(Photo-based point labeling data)
········

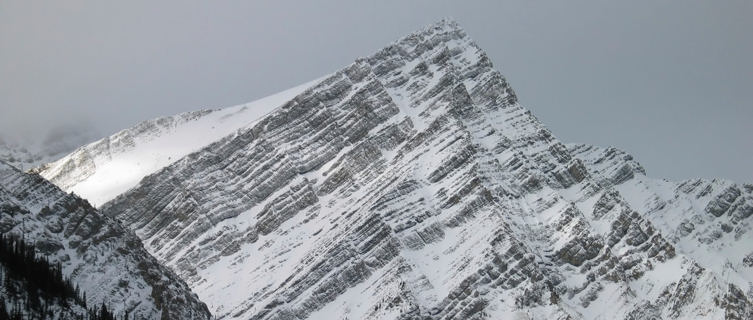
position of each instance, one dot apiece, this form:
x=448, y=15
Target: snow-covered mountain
x=105, y=260
x=412, y=184
x=110, y=166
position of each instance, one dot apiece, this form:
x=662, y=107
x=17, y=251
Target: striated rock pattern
x=412, y=185
x=108, y=262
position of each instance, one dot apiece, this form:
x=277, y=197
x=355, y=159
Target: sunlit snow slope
x=411, y=184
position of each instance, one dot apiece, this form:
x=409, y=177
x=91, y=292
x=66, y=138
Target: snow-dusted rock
x=412, y=185
x=108, y=262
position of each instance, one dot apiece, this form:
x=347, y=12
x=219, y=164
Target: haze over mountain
x=657, y=78
x=412, y=184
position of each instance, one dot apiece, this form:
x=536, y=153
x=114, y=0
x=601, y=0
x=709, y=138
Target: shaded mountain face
x=412, y=185
x=105, y=260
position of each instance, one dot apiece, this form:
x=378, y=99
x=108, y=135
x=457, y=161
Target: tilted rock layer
x=107, y=262
x=412, y=185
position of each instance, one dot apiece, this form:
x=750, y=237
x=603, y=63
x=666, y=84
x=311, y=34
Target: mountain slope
x=105, y=168
x=411, y=185
x=106, y=261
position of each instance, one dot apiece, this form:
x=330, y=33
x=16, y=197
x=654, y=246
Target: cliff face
x=411, y=184
x=108, y=263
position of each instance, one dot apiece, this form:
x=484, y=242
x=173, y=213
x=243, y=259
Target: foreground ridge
x=108, y=263
x=411, y=185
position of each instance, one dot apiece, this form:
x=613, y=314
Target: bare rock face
x=108, y=262
x=412, y=185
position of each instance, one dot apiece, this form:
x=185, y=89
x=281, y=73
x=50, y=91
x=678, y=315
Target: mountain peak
x=412, y=184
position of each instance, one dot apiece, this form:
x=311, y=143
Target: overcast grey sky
x=669, y=81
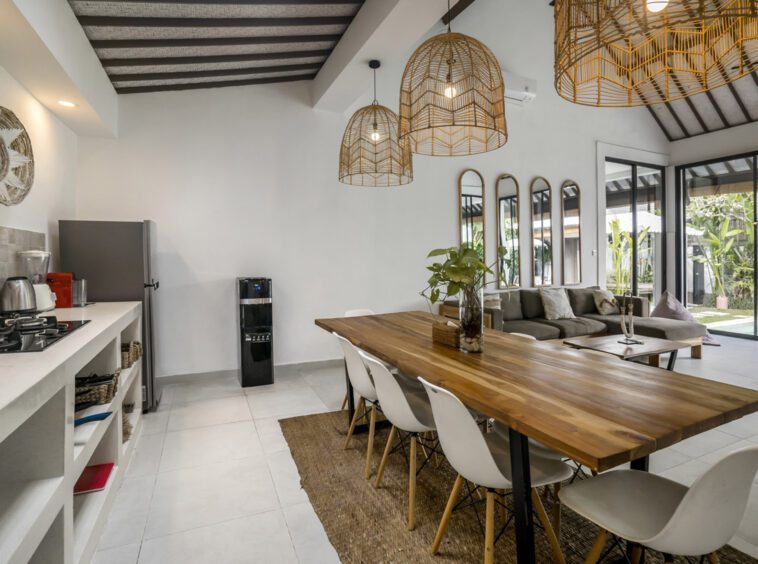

········

WHAT IS BEING ASKED: Report, in full, each line of the records above that contains the string "snow".

OUTPUT FOR THIS TASK:
Target: snow-covered mountain
Target: sunlit snow slope
Target: snow-dusted rock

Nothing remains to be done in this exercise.